> DESCRIPTION OF THE TASK: Could you write out again every line of the records, from the line containing "segment: table lamp" through the end of the records, with 105 added to each coordinate in the answers? Omit the pictures from your reply.

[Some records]
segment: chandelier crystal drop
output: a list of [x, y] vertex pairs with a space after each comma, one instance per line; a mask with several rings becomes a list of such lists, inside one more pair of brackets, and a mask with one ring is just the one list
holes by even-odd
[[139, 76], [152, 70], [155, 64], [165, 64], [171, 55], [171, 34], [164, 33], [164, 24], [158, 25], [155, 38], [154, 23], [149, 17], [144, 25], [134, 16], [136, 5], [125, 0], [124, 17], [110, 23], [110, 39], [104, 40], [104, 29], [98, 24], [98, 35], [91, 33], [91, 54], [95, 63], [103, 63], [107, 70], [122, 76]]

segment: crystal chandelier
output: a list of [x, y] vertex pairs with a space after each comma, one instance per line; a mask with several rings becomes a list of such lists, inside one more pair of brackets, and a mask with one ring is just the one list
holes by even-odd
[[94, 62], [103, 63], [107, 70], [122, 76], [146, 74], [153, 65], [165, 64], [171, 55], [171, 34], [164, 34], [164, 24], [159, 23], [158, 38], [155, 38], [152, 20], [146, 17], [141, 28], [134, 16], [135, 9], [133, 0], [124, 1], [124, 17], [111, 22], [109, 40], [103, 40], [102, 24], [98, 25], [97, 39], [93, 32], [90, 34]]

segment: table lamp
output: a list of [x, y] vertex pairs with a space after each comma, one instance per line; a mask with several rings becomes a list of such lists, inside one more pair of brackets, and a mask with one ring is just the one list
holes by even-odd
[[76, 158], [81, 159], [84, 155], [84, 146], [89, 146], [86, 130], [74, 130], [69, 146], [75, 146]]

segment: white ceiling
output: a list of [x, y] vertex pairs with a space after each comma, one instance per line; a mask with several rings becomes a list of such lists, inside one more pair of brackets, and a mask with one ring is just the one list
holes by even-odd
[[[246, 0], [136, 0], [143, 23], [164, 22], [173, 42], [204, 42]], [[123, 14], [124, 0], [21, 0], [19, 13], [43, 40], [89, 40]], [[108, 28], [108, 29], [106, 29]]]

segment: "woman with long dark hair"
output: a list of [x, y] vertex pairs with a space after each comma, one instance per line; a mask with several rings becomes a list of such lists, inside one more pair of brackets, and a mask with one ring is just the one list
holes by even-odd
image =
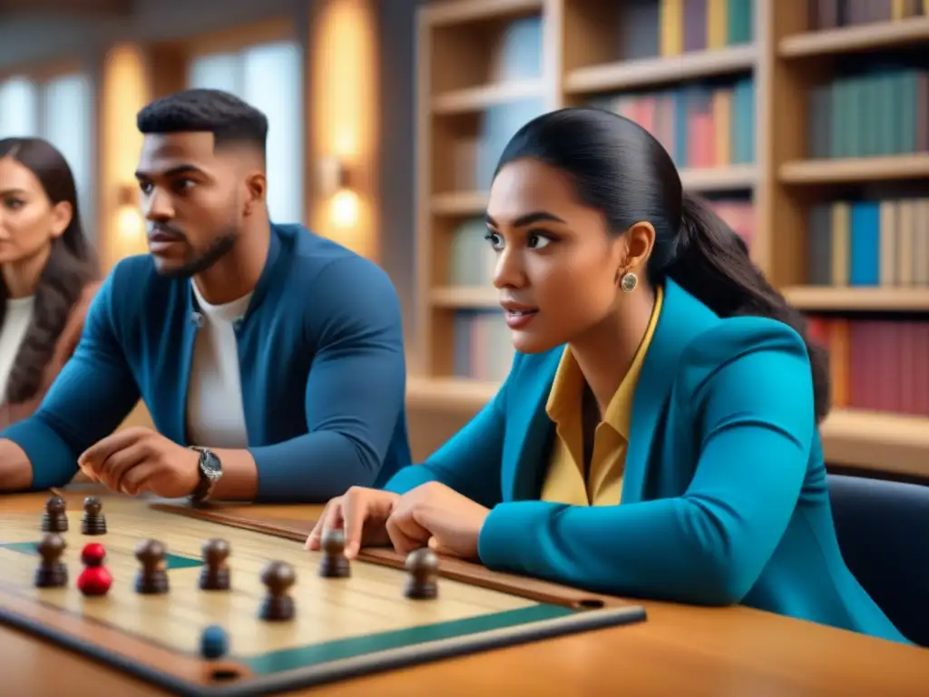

> EXERCISE SOLUTION:
segment: table lamp
output: a list of [x, y] vertex pairs with a space after each comma, one instance per line; a mask with several rings becomes a list of such lists, inside one more pair of brackets, and a mask with one ring is just the one list
holes by even-odd
[[181, 263], [186, 264], [189, 260], [189, 251], [194, 251], [191, 235], [179, 235], [174, 251], [180, 251]]

segment: white ceiling
output: a list of [x, y] vertex pairs with a space after each comma, one instance per line; a mask with several rings becomes a list of such lists, inside one more pair of brackets, and a mask with one ring is just the one list
holes by even-odd
[[[351, 105], [241, 105], [248, 128], [269, 127], [278, 147], [309, 147]], [[228, 119], [229, 105], [126, 105], [124, 118], [148, 145], [194, 145]], [[213, 133], [213, 134], [211, 134]]]

segment: "woman with long dark hair"
output: a list of [x, y] vertex pairs with a space after each comma, one instance per line; a mask with several rings becomes a list of such lists, inside one more pair of brackets, and a mask with one ring is just the one list
holes by even-odd
image =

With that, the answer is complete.